*HOW TO COMPLETE THIS TASK*. Can you write out, word for word, the part of the text on Indian markets starting with "I opened the" and going on through "checking my email."?
(TEXT Opens)
The word 'market' in India is used to describe something that is perhaps a cross between a market with free-standing stalls as you might find in South-east Asia and a shopping strip in an Australian (or other Western) town or suburb. The stalls in the Indian markets are permanent like those in a shopping strip but unlike those in the shopping strip, you don't usually enter. It's too small - sort of like a big cupboard.

I needed to pick up a few hardware items and found such a stall. They appeared to have as good a range of small hardware items as you might find in an Australian hardware store. How or where they store it all is beyond me. There is a woman behind the counter and the husband stands on the footpath along with the customers, helping from there.

'I need a small lock.'

She shuffles around for a short while and produces a tiny lock.

'Do you have one a little bigger?'

And out it comes.

'That's good. Now do you have an electric plug adapter?' One is produced but it's not right. She pulls out a few more and I find the one I need.

What else does she have in this stall that is not much bigger than a cupboard but seems to work like a magician's hat? I'm tempted to test her out by asking for a few more things except I'd have to buy them.

After I'd been staying at the Youth Hostel for a few days I decided I needed to go online. My Argentinian friend offered to show me where the nearest internet cafe was. We took a pleasant ten minute stroll to another 'market' and he pointed to the cupboard that contained the internet cafe.

I opened the door expecting to find a passageway leading to a bigger room behind but no, this was it.

It was a two storey cupboard with two compartments on each shelf, ie a total of four computers. The computers were fairly ancient, running an antique version of Windows and the connection was quite slow. It took me back about five years but wasn't really a problem as I was only checking my email.

At one point there were two guys together on the computer next to mine and they needed help from the operator so there were four of us cramped on the one cupboard shelf.

I've used other internet cafes in India since that one and I'm pleased to say they're more like I've experienced in other parts of Asia and usually run XP. Speeds are not up to what I'm used to in Bangkok, in fact no better than I'd expect to find in Cambodia. Maybe there are better cafes elsewhere in India but, so far, I haven't found one.
(TEXT Closes)
(SOURCE INFORMATION Opens)
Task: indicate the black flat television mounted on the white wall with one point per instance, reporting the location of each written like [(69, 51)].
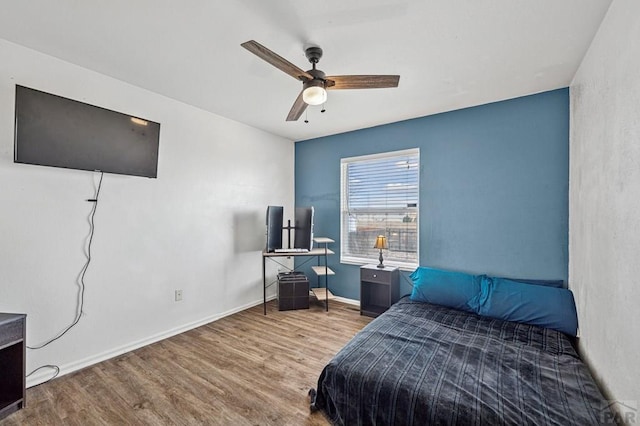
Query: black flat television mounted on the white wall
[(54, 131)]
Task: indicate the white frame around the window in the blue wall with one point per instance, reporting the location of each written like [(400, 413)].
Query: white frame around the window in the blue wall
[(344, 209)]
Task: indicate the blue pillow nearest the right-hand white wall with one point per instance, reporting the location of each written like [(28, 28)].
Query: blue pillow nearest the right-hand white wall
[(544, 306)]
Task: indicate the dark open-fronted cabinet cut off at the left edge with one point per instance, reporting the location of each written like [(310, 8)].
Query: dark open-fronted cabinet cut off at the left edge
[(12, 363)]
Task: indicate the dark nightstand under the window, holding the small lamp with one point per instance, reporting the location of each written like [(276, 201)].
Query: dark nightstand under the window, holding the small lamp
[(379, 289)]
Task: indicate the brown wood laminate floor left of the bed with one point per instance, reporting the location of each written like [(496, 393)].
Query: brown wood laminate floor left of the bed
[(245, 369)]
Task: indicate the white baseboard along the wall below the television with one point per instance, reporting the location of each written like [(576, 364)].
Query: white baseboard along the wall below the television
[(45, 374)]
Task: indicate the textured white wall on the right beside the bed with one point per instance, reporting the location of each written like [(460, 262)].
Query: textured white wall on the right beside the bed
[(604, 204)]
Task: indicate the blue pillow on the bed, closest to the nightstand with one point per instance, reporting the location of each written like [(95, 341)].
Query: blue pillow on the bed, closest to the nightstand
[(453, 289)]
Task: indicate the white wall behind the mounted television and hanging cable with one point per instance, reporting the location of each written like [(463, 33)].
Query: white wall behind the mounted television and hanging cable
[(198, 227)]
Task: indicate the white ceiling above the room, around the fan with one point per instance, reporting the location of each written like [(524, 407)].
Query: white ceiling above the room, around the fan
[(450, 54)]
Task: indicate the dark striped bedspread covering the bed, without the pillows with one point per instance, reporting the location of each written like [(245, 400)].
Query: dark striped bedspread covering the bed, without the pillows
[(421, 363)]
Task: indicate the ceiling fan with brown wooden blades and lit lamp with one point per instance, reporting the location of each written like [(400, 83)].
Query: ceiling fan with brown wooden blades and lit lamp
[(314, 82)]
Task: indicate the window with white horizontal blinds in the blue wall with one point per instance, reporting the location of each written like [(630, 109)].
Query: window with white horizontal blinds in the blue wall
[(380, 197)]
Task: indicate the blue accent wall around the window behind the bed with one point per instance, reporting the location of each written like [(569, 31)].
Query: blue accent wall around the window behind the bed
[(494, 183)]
(SOURCE INFORMATION Closes)
(SOURCE INFORMATION Opens)
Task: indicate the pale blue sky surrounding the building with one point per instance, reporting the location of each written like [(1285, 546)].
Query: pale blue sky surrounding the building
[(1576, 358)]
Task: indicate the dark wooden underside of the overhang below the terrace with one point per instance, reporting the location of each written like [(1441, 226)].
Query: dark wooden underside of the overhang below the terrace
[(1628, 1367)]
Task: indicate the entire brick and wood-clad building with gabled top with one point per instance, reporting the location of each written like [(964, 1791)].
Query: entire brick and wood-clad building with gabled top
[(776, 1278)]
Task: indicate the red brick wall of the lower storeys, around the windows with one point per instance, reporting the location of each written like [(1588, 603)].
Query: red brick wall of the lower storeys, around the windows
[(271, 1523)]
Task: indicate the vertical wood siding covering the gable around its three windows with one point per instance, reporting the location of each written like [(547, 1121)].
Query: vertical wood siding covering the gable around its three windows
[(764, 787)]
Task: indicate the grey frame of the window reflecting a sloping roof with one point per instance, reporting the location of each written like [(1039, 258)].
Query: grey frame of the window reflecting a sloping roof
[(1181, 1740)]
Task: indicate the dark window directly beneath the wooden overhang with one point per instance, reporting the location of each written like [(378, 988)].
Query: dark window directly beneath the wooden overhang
(SOURCE INFORMATION Closes)
(SOURCE INFORMATION Opens)
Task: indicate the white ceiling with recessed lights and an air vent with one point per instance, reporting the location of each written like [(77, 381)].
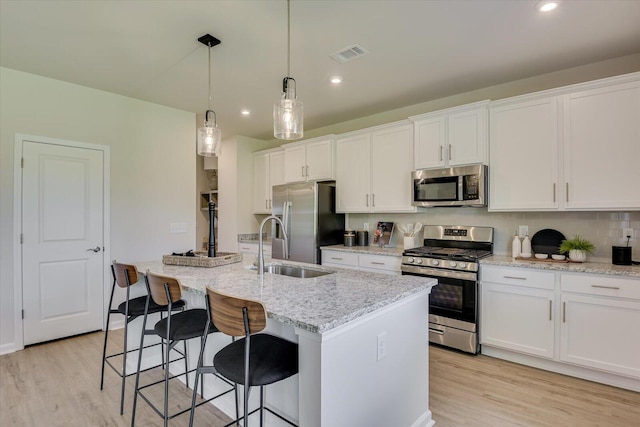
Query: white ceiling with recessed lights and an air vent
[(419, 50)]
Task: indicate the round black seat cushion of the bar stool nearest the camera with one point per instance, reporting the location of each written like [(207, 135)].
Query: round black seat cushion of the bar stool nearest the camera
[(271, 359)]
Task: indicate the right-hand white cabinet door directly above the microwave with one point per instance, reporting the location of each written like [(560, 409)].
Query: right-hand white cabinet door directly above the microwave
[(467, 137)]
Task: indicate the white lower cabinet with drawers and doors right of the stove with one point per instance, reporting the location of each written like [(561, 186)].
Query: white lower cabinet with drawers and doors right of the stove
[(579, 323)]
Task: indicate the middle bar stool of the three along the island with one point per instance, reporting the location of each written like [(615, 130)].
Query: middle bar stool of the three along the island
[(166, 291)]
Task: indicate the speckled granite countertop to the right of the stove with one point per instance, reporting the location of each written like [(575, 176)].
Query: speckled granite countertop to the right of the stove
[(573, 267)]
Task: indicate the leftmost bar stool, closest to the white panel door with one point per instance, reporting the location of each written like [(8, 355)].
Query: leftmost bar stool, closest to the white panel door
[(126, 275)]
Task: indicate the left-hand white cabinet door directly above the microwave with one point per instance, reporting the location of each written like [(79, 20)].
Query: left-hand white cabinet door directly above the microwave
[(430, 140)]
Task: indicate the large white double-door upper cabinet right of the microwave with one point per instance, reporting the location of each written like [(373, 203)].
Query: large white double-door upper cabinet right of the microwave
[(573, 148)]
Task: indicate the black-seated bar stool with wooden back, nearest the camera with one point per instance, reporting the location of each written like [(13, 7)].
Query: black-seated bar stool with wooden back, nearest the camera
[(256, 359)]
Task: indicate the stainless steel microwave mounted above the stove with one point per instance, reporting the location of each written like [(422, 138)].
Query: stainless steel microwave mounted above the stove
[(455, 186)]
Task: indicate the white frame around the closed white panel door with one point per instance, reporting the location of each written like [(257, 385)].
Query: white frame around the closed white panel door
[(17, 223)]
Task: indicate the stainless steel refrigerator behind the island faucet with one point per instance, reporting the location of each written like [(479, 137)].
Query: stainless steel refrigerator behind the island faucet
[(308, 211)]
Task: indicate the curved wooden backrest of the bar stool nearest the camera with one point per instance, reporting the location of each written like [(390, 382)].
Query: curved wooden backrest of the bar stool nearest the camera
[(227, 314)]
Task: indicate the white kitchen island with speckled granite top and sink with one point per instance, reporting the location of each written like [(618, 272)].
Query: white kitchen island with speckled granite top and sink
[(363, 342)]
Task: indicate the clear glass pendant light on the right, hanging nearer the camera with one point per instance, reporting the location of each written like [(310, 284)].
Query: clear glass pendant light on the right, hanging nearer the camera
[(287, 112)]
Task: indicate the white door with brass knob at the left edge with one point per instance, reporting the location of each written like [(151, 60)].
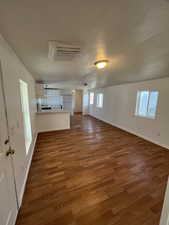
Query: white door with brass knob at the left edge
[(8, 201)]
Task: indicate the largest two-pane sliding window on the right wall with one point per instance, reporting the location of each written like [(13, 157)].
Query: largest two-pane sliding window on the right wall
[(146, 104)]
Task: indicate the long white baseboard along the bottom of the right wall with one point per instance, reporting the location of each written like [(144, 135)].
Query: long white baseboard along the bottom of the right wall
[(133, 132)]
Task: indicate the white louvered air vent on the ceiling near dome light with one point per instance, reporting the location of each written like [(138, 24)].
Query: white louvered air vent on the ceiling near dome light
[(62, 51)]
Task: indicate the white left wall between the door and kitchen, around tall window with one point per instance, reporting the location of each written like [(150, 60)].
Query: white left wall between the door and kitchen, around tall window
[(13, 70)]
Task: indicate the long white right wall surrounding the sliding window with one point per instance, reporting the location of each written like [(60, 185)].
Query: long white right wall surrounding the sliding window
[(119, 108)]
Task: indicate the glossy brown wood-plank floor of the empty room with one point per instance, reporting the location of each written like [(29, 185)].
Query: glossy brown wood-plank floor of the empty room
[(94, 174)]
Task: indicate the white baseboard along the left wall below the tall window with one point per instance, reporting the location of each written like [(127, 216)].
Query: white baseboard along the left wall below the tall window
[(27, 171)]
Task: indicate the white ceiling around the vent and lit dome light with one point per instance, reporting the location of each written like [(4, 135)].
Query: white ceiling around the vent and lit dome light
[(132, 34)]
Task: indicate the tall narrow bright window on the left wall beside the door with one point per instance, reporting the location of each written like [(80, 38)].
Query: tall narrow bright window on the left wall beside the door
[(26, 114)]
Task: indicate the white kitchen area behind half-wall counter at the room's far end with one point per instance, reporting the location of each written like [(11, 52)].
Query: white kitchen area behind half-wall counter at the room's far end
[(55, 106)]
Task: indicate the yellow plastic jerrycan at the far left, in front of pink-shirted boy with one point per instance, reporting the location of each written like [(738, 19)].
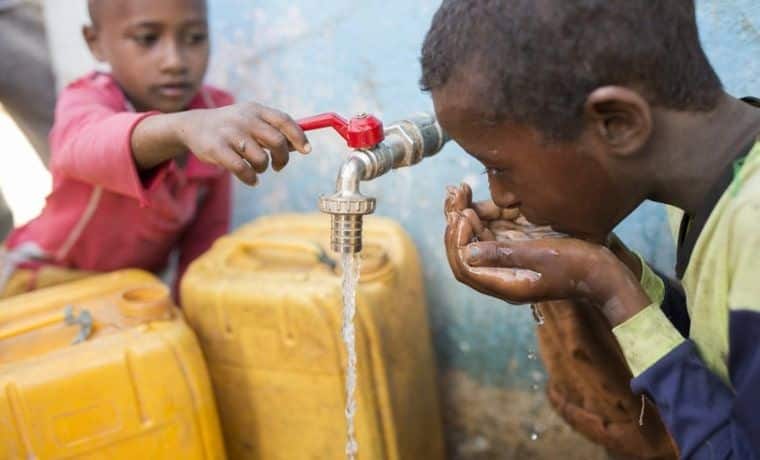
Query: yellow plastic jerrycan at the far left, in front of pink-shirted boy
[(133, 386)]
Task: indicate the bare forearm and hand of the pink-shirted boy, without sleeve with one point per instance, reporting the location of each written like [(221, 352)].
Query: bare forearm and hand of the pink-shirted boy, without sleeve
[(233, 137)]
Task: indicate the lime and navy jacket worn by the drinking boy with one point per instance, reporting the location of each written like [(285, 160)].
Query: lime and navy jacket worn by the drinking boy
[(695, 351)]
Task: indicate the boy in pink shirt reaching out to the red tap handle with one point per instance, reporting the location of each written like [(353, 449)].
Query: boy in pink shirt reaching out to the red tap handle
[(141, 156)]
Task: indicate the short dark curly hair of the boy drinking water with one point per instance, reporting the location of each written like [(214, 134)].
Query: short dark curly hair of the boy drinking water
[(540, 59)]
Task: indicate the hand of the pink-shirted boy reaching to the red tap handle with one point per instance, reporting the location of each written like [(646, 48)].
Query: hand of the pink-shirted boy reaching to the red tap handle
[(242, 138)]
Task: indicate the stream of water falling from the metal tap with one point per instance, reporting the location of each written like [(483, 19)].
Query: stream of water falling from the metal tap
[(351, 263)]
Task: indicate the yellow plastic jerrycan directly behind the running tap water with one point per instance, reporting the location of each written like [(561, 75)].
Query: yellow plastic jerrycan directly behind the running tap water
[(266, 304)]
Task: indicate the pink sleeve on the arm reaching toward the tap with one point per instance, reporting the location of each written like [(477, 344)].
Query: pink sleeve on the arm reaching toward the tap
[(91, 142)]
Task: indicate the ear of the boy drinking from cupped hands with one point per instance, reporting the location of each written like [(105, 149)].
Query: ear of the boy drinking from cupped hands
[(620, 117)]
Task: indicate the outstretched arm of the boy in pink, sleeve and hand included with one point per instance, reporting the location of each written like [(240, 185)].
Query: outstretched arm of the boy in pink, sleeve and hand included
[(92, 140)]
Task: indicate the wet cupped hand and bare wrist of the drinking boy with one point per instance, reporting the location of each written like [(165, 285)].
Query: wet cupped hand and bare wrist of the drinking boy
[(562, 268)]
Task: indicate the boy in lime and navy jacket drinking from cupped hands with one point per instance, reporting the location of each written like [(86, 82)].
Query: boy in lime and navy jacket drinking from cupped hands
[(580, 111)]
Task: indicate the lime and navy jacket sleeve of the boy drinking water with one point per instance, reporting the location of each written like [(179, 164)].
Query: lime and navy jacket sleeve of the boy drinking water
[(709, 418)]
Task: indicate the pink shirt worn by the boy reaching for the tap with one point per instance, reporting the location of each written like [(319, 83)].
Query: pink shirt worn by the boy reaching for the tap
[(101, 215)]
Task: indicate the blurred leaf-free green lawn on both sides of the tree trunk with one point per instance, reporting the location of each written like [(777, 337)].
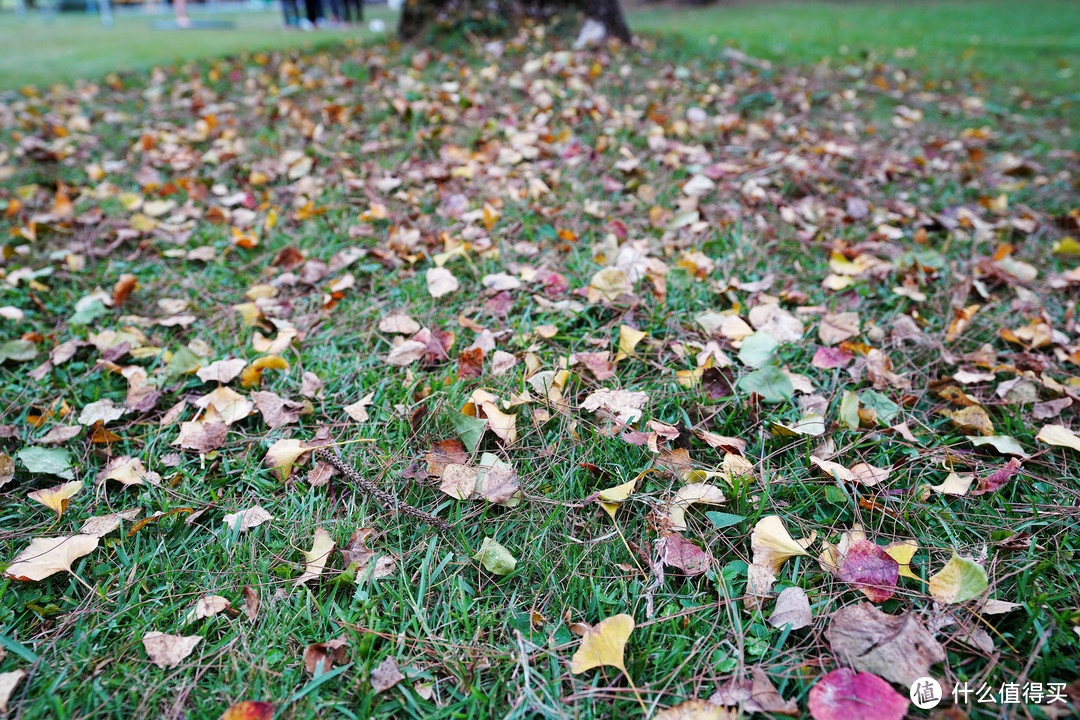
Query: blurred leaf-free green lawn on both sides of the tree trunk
(SOURCE INFORMATION Closes)
*ANSWER SECTION*.
I opened the door expecting to find a passageway leading to a bigger room behind but no, this was it.

It was a two storey cupboard with two compartments on each shelf, ie a total of four computers. The computers were fairly ancient, running an antique version of Windows and the connection was quite slow. It took me back about five years but wasn't really a problem as I was only checking my email.